> **Source passage**:

Before proceeding to examine why she doesn't
believe Brentano can make this distinction
in a non-question begging way two points
need to be made. In the first place there
have been some very good philosophers who
have rejected the idea that ultimately there
is any categorical distinction at all between
these two, no more at least than Brentano
would admit between sadness and courage.
One such philosopher was Spinoza who accepted
pain, pleasure and desire as primary emotions
on the basis of which the others could be
derived
(Ethics III. xi). The notion that a pain
in the foot belongs in the same general category
as courage might sound quite natural to a
radical mind-body identity theorist like
Spinoza. But this is certainly less true
of those who reject the thesis that "minds"
are just bodily states. Anscombe's insistence
on the distinction may attest her inclination
towards dualism despite the anti-Cartesian
views she inherited from Wittgenstein. I
will attempt no decision on this matter.
I will now turn to the relation of sensations
and emotions. Just as affirmation and negation
are involved in judgment, so too, in the
case of emotion affirmation (e. g. in loving)
and denial (e. g. in hating) come into play.
Concentrating, momentarily on negativity
with respect to feelings and emotions, we
say that one "finds bad," or regrets
that someone is ill - the case of feeling;
similarly, there is negativity of the will
insofar as it may incline us to *avoid* illness;
and while this is a similarity between emotion
(regret) and will - something suggesting,
contrary to Anscombe that the emotions and
will are to be assimilated - she claims such
facts actually to be of the utmost significance
in drawing the distinction between bodily
feelings and emotions. This is so because
there are feelings that must be distinct
from emotions, feelings which cannot be assimilated
to the will, given that love is related conceptually
to our taking something to be good or evil.

> **Given problem**: Please copy the passage on emotions and bodily feelings word for word, beginning at the words "I will now turn" and stopping after "g. in loving)".

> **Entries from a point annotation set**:
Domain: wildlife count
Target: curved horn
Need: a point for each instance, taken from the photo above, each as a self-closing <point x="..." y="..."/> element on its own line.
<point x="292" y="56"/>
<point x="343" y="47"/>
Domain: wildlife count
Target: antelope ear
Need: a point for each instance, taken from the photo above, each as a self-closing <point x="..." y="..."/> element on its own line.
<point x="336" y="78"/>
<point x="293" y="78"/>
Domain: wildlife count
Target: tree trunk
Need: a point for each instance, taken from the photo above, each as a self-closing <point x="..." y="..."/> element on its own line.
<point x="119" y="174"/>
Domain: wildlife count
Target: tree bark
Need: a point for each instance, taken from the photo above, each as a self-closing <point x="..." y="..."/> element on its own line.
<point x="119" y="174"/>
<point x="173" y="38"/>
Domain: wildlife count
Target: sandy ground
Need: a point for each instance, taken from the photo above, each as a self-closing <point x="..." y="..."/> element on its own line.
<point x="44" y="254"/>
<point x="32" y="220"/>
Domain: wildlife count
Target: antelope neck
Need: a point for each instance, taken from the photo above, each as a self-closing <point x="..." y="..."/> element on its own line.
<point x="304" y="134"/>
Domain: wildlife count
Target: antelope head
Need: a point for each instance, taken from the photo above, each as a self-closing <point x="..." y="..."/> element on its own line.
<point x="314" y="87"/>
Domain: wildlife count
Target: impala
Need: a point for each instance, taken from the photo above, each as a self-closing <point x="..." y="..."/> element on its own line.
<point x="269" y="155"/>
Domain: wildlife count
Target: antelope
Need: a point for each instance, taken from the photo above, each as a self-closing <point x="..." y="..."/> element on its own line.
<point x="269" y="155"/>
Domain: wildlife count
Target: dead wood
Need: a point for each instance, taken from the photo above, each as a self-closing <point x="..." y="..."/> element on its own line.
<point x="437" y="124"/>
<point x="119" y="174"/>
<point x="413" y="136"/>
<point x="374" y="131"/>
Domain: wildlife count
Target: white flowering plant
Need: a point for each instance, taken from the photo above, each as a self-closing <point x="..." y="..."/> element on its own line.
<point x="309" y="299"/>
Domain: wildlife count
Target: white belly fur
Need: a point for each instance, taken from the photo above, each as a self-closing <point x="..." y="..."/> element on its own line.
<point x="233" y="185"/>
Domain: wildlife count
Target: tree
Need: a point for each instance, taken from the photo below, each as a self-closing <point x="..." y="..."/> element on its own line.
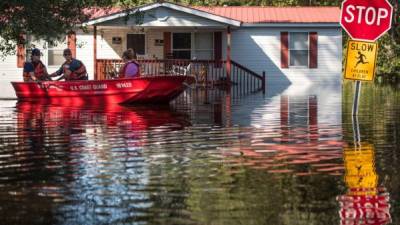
<point x="43" y="19"/>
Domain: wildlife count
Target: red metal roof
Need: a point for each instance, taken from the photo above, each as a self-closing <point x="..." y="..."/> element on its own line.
<point x="255" y="14"/>
<point x="259" y="14"/>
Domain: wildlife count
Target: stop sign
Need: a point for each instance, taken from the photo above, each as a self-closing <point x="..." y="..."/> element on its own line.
<point x="366" y="20"/>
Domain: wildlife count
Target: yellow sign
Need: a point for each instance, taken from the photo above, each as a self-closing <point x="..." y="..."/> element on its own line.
<point x="360" y="168"/>
<point x="360" y="60"/>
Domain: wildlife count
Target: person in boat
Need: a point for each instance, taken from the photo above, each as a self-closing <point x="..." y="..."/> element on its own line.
<point x="131" y="67"/>
<point x="71" y="69"/>
<point x="35" y="70"/>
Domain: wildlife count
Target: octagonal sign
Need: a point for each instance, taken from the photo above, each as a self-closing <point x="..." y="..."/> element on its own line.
<point x="366" y="20"/>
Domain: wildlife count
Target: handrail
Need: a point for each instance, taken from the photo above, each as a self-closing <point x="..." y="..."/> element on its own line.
<point x="247" y="70"/>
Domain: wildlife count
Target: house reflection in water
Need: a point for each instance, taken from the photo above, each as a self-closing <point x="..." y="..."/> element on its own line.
<point x="89" y="160"/>
<point x="366" y="202"/>
<point x="289" y="138"/>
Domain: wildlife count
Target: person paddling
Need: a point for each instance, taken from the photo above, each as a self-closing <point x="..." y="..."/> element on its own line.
<point x="71" y="69"/>
<point x="131" y="68"/>
<point x="35" y="70"/>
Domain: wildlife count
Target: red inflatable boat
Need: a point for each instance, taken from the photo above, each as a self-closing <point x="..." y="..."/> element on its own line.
<point x="155" y="89"/>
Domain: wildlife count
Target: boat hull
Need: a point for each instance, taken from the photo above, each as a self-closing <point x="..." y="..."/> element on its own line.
<point x="155" y="89"/>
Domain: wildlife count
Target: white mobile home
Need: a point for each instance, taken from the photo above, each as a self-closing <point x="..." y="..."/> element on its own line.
<point x="294" y="46"/>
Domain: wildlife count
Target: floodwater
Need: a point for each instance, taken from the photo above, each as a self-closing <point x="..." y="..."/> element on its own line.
<point x="211" y="157"/>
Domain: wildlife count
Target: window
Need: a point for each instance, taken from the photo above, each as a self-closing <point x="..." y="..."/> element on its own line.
<point x="204" y="46"/>
<point x="137" y="43"/>
<point x="55" y="53"/>
<point x="181" y="45"/>
<point x="298" y="49"/>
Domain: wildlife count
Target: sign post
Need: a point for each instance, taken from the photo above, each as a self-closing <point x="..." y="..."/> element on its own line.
<point x="364" y="21"/>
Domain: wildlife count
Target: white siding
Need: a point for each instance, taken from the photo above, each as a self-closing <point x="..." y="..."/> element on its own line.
<point x="164" y="17"/>
<point x="256" y="48"/>
<point x="9" y="72"/>
<point x="259" y="50"/>
<point x="84" y="51"/>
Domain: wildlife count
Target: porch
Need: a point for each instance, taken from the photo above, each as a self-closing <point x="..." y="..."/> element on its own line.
<point x="208" y="73"/>
<point x="171" y="39"/>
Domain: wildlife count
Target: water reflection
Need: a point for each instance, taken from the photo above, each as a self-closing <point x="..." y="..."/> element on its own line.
<point x="209" y="158"/>
<point x="366" y="202"/>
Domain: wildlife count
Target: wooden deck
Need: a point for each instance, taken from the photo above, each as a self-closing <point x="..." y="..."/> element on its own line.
<point x="208" y="73"/>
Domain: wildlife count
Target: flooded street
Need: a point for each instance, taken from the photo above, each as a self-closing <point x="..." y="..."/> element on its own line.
<point x="208" y="158"/>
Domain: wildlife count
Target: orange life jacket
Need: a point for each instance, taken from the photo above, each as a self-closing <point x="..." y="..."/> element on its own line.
<point x="79" y="74"/>
<point x="122" y="71"/>
<point x="38" y="72"/>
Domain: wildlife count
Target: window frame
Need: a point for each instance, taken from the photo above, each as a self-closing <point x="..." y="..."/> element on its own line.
<point x="145" y="42"/>
<point x="212" y="50"/>
<point x="308" y="49"/>
<point x="182" y="49"/>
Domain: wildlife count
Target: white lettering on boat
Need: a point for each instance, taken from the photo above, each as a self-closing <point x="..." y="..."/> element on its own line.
<point x="88" y="87"/>
<point x="99" y="86"/>
<point x="124" y="85"/>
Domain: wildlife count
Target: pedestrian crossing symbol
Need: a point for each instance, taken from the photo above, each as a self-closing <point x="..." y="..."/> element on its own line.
<point x="360" y="60"/>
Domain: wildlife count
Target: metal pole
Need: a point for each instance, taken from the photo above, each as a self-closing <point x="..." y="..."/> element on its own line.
<point x="356" y="100"/>
<point x="356" y="131"/>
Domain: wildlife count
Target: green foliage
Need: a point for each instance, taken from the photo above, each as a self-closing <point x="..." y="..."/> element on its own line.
<point x="50" y="19"/>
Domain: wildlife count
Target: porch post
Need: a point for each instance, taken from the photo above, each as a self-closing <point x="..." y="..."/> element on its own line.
<point x="95" y="52"/>
<point x="228" y="54"/>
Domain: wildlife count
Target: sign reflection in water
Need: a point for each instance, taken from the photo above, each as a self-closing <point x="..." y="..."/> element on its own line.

> **Expected answer**:
I will now turn to the relation of sensations
and emotions. Just as affirmation and negation
are involved in judgment, so too, in the
case of emotion affirmation (e. g. in loving)